Work to be completed: From the passage on sampling profilers below, list each kind of human-readable information that symbolization can derive from a virtual address.

Excerpt to read:
Any performance or efficiency work relies on accurate profiling data. Sampling profilers probe the target program's call stack at regular intervals and store the stack traces. If we collect enough of them, we can closely approximate the real cost of a library or function with minimal runtime overhead.
Stack trace capture what’s running on a thread. It should start with clone - if the thread was created via clone syscall - or with _start - if it’s the main thread of the process. The last function in the stack trace is code that CPU is currently executing. If a stack starts with [unknown] or any other symbol, it means it's not complete.
Unwinding
How does the profiler get the list of function names? There are two parts of it:
- Unwinding the stack - getting a list of virtual addresses pointing to the executable code
- Symbolization - translating virtual addresses into human-readable information, like function name, inlined functions at the address, or file name and line number.
Unwinding is what we're interested in for the purpose of this proposal. The important things are:
- Data on stack is split into frames, each frame belonging to one function.
- Right before each function call, the return address is put on the stack. This is the instruction address in the caller to which we will eventually return — and that's what we care about.

Information supplied:
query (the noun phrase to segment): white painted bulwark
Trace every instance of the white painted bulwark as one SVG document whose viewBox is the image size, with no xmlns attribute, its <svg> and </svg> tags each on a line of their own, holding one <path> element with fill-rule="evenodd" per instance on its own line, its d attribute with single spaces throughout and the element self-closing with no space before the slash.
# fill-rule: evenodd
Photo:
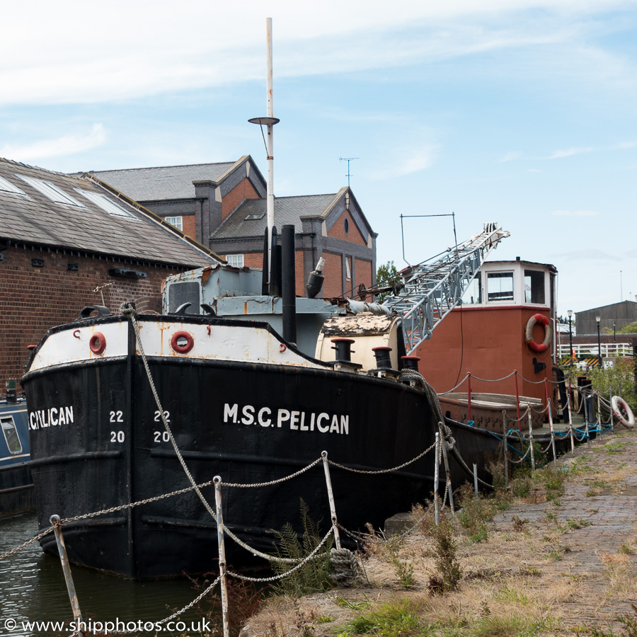
<svg viewBox="0 0 637 637">
<path fill-rule="evenodd" d="M 128 327 L 128 323 L 125 322 L 84 326 L 79 323 L 74 330 L 51 334 L 36 353 L 29 371 L 81 360 L 126 356 Z M 96 333 L 103 334 L 106 340 L 106 347 L 101 354 L 91 351 L 91 339 Z"/>
</svg>

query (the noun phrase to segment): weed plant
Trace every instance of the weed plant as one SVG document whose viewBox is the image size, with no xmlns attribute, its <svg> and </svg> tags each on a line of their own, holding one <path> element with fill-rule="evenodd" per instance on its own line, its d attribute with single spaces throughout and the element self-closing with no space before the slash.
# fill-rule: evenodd
<svg viewBox="0 0 637 637">
<path fill-rule="evenodd" d="M 321 543 L 323 538 L 318 532 L 318 525 L 309 514 L 308 506 L 302 498 L 301 523 L 303 534 L 300 538 L 289 522 L 283 527 L 282 531 L 275 532 L 277 539 L 276 551 L 279 557 L 301 560 L 309 555 Z M 330 562 L 331 546 L 332 541 L 330 538 L 316 557 L 273 585 L 275 592 L 298 599 L 309 593 L 321 592 L 333 587 L 333 582 L 330 579 L 332 571 Z M 272 564 L 277 575 L 287 573 L 294 566 L 289 562 L 273 561 Z"/>
<path fill-rule="evenodd" d="M 425 635 L 426 626 L 418 616 L 420 604 L 411 599 L 384 604 L 376 610 L 362 614 L 347 624 L 337 637 L 351 635 L 398 636 Z"/>
</svg>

Worked solution:
- Function name
- Inlined functions at the address
- File name and line number